*** Information given ***

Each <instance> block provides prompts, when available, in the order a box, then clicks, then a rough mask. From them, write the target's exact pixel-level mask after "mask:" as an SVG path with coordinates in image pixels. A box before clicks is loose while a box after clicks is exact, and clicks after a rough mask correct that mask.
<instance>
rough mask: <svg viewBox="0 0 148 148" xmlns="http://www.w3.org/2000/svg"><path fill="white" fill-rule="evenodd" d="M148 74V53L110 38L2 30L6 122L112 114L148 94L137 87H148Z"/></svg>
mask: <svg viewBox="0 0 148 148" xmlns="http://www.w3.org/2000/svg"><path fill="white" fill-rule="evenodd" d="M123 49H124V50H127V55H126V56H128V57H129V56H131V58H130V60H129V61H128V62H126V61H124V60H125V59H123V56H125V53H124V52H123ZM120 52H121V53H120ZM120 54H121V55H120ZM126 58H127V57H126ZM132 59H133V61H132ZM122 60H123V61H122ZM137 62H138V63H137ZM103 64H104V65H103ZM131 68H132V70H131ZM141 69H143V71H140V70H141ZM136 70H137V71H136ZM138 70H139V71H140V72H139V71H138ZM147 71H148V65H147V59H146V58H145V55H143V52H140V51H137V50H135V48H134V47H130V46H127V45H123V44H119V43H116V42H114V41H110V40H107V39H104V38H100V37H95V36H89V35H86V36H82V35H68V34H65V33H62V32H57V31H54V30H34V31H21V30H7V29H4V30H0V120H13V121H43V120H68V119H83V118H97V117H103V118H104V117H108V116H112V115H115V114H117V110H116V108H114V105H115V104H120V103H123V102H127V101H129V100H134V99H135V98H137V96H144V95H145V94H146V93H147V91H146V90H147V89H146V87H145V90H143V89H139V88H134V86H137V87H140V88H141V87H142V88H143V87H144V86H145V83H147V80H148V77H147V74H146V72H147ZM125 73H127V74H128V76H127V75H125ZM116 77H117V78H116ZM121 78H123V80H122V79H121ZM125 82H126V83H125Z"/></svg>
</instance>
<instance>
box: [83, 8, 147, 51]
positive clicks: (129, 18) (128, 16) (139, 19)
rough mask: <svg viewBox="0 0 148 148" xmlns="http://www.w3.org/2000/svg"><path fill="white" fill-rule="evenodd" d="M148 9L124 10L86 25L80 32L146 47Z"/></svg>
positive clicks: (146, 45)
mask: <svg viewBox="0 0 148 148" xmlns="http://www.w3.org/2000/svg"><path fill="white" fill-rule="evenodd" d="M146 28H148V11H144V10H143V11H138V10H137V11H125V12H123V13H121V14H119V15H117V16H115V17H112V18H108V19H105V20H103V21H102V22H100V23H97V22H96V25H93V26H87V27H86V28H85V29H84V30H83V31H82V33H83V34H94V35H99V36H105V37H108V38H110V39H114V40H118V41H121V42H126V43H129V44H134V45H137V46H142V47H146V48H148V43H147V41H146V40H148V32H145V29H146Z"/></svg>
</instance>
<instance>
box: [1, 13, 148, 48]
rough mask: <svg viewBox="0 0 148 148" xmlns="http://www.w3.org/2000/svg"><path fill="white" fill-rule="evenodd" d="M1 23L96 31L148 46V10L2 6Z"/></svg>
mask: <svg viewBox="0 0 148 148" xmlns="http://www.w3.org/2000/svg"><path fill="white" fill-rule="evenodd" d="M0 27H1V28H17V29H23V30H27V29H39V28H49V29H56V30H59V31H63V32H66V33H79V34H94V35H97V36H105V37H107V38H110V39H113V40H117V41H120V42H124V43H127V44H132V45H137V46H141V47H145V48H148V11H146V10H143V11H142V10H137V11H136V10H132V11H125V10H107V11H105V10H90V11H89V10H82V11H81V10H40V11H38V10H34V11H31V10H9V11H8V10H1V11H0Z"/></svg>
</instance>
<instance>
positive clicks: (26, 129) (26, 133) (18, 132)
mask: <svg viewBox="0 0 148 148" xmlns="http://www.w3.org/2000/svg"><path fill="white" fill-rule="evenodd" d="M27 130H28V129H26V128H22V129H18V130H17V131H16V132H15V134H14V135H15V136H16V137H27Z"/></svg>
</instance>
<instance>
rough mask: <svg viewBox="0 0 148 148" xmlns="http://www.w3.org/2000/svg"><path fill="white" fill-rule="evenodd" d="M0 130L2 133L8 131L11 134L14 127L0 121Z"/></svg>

*** End of Information given ***

From the material above, pull out every line that contains the word "positive" and copy each one unchanged.

positive clicks: (129, 18) (128, 16) (139, 19)
positive clicks: (146, 45)
positive clicks: (26, 129) (26, 133) (18, 132)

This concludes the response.